[Recorded data Boundary: Start]

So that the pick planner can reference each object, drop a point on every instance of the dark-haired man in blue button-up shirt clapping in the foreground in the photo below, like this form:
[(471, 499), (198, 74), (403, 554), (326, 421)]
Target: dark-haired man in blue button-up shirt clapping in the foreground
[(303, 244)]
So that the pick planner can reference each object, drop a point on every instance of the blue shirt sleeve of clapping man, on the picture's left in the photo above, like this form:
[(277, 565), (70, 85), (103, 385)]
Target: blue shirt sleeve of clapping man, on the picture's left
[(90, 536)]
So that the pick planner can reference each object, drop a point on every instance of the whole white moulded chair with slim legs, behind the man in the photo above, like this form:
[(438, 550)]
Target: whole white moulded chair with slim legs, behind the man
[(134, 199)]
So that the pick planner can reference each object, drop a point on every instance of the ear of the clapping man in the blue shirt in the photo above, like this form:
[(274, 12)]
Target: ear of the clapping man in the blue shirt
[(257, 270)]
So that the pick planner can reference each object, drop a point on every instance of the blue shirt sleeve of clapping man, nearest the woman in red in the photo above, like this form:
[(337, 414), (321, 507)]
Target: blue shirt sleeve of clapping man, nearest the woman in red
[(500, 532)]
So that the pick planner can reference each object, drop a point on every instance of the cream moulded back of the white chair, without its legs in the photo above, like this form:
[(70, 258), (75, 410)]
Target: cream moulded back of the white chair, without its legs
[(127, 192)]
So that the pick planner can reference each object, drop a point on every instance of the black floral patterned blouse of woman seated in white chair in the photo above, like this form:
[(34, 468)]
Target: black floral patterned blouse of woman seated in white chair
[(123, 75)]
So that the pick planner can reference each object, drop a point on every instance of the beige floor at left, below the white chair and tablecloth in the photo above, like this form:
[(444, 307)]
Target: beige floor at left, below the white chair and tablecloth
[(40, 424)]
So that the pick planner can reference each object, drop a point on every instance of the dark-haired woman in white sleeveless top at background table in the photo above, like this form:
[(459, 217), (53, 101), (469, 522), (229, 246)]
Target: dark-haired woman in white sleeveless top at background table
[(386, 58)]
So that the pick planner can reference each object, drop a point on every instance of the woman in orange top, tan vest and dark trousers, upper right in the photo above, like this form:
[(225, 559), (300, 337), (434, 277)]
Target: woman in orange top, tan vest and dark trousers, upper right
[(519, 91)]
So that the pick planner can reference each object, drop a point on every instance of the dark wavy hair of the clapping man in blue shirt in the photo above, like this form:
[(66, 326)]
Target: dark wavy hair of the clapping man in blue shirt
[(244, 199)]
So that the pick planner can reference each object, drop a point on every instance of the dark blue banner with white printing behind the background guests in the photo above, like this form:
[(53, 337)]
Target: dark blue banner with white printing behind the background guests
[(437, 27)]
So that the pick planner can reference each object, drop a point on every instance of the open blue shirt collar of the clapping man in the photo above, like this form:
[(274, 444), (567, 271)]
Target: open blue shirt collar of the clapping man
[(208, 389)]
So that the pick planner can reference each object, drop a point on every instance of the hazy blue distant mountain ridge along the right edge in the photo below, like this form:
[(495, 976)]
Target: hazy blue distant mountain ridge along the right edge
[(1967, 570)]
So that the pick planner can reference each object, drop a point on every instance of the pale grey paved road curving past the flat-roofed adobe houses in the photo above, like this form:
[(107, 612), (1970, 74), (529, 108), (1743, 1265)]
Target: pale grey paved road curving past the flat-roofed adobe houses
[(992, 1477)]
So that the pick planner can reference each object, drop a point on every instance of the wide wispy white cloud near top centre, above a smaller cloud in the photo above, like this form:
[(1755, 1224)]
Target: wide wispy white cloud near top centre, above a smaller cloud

[Recorded data Boundary: End]

Everything in the listing is to be restated exactly.

### Exercise response
So that the pick planner can reference each object, drop a point on every instance of the dark-haired man in blue button-up shirt clapping in the foreground in the photo below, like this form:
[(471, 499), (198, 74), (403, 554), (326, 421)]
Target: dark-haired man in blue button-up shirt clapping in the foreground
[(303, 244)]
So that the pick planner can reference each object, drop a point on every instance of the blue shirt sleeve of clapping man, on the picture's left in the photo above, like this form:
[(277, 565), (70, 85), (103, 385)]
Target: blue shirt sleeve of clapping man, on the picture's left
[(90, 536)]
So that the pick planner can reference each object, drop a point on every instance of the whole white moulded chair with slim legs, behind the man in the photo above, like this form:
[(438, 550)]
Target: whole white moulded chair with slim legs, behind the man
[(134, 199)]
So that the pick planner can reference each object, drop a point on every instance of the ear of the clapping man in the blue shirt in the photo above, like this form:
[(274, 12)]
Target: ear of the clapping man in the blue shirt
[(257, 270)]
So that the pick planner can reference each object, drop a point on every instance of the blue shirt sleeve of clapping man, nearest the woman in red in the photo above, like this form:
[(337, 414), (321, 507)]
Target: blue shirt sleeve of clapping man, nearest the woman in red
[(500, 532)]
So that the pick planner can reference each object, drop a point on every instance of the cream moulded back of the white chair, without its legs in the photo above, like this form:
[(70, 258), (75, 410)]
Target: cream moulded back of the white chair, without its legs
[(127, 192)]
So that the pick planner can reference each object, drop a point on every instance of the black floral patterned blouse of woman seated in white chair in the photo above, like this form:
[(34, 468)]
Target: black floral patterned blouse of woman seated in white chair
[(123, 75)]
So that the pick planner can reference each object, drop a point on every instance of the beige floor at left, below the white chair and tablecloth in the photo above, like this form:
[(444, 307)]
Target: beige floor at left, below the white chair and tablecloth
[(40, 424)]
So that the pick planner can reference each object, drop a point on every instance of the dark-haired woman in white sleeveless top at background table in the photo above, like this form:
[(459, 217), (53, 101), (469, 522), (229, 246)]
Target: dark-haired woman in white sleeveless top at background table
[(386, 58)]
So that the pick planner can reference each object, drop a point on every instance of the woman in orange top, tan vest and dark trousers, upper right in the photo above, like this form:
[(225, 559), (300, 337), (434, 277)]
Target: woman in orange top, tan vest and dark trousers, upper right
[(519, 91)]
So that the pick planner can reference each object, drop a point on every instance of the dark wavy hair of the clapping man in blue shirt in the photo above, like this form:
[(66, 326)]
Target: dark wavy hair of the clapping man in blue shirt
[(244, 199)]
So that the pick planner can reference each object, drop a point on every instance of the dark blue banner with white printing behind the background guests in the photo above, like this form:
[(53, 337)]
Target: dark blue banner with white printing behind the background guests
[(437, 27)]
So that the pick planner can reference each object, drop a point on every instance of the open blue shirt collar of the clapping man in the photo above, like this form:
[(274, 444), (567, 271)]
Target: open blue shirt collar of the clapping man
[(208, 389)]
So that the pick planner can reference each object, drop a point on every instance of the hazy blue distant mountain ridge along the right edge in the photo below, like this form:
[(495, 976)]
Target: hazy blue distant mountain ridge along the right edge
[(1967, 570)]
So that the pick planner can reference each object, drop a point on every instance of the pale grey paved road curving past the flat-roofed adobe houses in the photo above, like this form:
[(107, 612), (1970, 74), (529, 108), (1743, 1265)]
Target: pale grey paved road curving past the flat-roofed adobe houses
[(992, 1477)]
So that the pick planner can reference each object, drop a point on every instance of the wide wispy white cloud near top centre, above a smaller cloud in the photo above, like this form:
[(1755, 1224)]
Target: wide wispy white cloud near top centre, above a smaller cloud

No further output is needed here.